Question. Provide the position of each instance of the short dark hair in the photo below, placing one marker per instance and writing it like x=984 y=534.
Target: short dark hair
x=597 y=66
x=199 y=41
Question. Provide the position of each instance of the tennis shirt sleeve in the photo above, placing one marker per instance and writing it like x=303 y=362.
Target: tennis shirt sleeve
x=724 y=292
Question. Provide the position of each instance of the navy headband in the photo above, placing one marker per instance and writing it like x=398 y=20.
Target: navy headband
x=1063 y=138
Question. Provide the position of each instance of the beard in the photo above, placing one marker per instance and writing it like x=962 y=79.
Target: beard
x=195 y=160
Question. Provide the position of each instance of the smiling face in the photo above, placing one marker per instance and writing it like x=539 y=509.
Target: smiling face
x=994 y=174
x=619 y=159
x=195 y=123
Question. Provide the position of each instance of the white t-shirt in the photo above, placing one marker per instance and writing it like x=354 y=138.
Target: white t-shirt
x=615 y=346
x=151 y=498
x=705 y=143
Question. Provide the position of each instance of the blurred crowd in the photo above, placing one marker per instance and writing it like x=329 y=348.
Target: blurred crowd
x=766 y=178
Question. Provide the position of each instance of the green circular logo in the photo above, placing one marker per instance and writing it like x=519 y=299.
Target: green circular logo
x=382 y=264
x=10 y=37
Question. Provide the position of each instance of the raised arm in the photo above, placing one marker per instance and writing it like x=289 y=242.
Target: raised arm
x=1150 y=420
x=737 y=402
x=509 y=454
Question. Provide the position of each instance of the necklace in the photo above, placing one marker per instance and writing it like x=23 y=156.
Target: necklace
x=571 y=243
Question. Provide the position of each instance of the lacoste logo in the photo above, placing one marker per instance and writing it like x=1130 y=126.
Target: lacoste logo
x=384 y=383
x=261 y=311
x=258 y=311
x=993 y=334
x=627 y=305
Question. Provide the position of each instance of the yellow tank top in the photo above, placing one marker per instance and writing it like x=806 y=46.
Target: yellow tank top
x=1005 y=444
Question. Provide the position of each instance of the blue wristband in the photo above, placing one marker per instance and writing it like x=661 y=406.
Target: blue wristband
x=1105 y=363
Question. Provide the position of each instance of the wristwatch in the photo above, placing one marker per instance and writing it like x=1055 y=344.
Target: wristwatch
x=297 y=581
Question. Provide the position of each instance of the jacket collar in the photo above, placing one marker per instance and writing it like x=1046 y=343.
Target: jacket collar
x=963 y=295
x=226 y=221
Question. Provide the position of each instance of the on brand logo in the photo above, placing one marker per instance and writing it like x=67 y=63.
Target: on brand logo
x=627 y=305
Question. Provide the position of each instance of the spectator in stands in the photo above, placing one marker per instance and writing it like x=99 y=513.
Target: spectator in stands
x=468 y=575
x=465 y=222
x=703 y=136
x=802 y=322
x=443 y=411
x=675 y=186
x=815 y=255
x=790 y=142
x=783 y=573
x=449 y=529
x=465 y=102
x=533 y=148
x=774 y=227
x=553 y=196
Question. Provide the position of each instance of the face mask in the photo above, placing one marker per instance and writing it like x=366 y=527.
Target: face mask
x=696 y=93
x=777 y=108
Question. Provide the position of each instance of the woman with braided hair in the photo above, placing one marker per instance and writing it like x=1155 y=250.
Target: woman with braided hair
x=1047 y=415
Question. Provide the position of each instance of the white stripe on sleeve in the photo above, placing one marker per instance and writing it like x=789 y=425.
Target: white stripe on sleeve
★ ★ ★ ★ ★
■ WORK ITEM
Here the output must be the lines above from the line with "Target: on brand logo" to the line with "Question. Provide the position of each instance of the spectator", both included, duplicated word for word and nothing else.

■ EXERCISE ANSWER
Target: on brand logo
x=627 y=305
Question. Provide the position of each instance of the spectator in stands in the photo above, placing one marker per instance and writing it like x=99 y=513.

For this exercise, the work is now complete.